:: PROBLEM ::
Recast every line of the listing below as a JSON list of strings, one string per line, leaving out blank lines.

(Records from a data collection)
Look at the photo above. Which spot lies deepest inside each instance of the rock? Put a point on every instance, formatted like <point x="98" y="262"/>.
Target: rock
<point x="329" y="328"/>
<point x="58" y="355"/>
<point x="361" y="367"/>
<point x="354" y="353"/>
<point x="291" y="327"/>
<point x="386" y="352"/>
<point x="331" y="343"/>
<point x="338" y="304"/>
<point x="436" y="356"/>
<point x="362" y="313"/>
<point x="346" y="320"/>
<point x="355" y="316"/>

:: EXERCISE ANSWER ::
[
  "Look at the photo above. Which spot lies deepest inside each instance of the rock? Put a point on every instance, formatted like <point x=\"98\" y=\"262\"/>.",
  "Target: rock",
  "<point x=\"329\" y=\"328\"/>",
  "<point x=\"58\" y=\"355\"/>",
  "<point x=\"361\" y=\"367\"/>",
  "<point x=\"354\" y=\"353\"/>",
  "<point x=\"291\" y=\"327\"/>",
  "<point x=\"386\" y=\"352\"/>",
  "<point x=\"331\" y=\"343\"/>",
  "<point x=\"338\" y=\"304\"/>",
  "<point x=\"436\" y=\"356\"/>",
  "<point x=\"362\" y=\"313\"/>",
  "<point x=\"346\" y=\"320\"/>",
  "<point x=\"355\" y=\"316\"/>"
]